Region annotation entries -
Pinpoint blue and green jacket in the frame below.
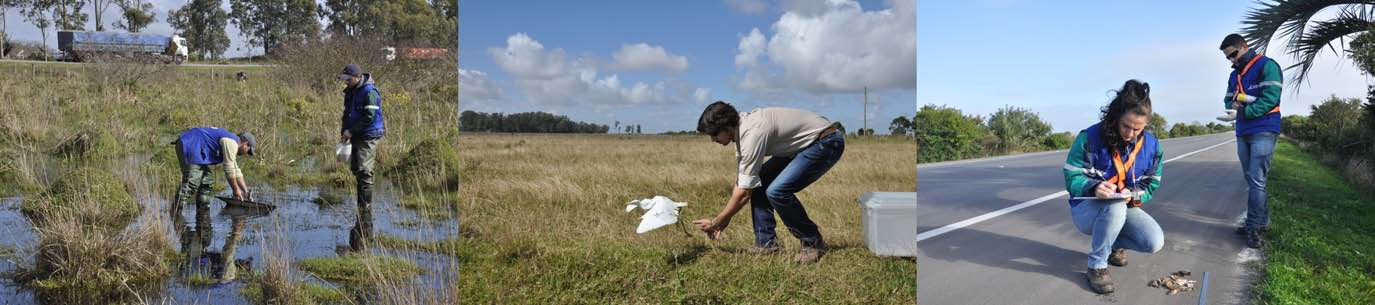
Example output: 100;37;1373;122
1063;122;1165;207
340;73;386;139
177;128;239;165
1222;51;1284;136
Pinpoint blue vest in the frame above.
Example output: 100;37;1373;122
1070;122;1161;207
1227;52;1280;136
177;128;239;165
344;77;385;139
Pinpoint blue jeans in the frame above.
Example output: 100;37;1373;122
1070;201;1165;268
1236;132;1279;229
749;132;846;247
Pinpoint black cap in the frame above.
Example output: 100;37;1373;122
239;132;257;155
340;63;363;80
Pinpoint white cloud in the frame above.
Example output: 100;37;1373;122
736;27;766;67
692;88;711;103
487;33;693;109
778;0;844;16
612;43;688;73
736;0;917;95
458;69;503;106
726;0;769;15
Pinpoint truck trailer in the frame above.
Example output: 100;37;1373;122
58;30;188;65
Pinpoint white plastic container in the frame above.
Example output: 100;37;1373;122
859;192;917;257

==

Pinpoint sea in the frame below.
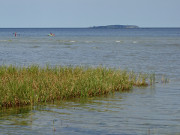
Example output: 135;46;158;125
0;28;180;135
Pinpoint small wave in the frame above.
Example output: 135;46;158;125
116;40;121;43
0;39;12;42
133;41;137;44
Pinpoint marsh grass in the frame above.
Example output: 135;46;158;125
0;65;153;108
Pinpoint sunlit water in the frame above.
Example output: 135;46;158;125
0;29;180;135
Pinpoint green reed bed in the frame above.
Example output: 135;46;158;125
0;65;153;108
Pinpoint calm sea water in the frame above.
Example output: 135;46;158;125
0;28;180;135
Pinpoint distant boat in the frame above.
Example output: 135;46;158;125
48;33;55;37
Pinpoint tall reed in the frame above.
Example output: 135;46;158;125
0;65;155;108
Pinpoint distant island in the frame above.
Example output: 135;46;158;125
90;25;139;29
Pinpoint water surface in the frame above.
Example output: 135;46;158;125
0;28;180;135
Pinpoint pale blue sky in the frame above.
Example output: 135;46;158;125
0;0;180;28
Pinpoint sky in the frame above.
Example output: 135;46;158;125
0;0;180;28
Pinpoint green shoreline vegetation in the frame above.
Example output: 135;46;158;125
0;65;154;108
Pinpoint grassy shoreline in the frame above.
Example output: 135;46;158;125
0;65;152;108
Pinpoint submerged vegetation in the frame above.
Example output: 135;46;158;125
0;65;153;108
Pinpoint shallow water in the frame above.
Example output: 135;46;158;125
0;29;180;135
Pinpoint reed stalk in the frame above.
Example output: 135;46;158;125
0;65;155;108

What you should do -
Rewrite the lines from the one containing "Pinpoint blue vest in the frame above." through the one containing "340;63;363;80", both included, as a numbered list without blank lines. Include no other lines.

Task answer -
1. Pinpoint blue vest in the frame above.
2. Example output: 100;37;1373;122
3. 1070;122;1161;207
4. 1227;52;1280;136
5. 177;128;239;165
6. 344;77;385;139
7. Pinpoint blue jeans in the frame above.
8. Example output: 100;37;1373;122
9. 1070;201;1165;268
10. 1236;132;1279;229
11. 749;132;846;247
12. Pinpoint black cap in the frame above.
13. Example output: 100;37;1373;122
14. 239;132;257;155
15. 340;63;363;80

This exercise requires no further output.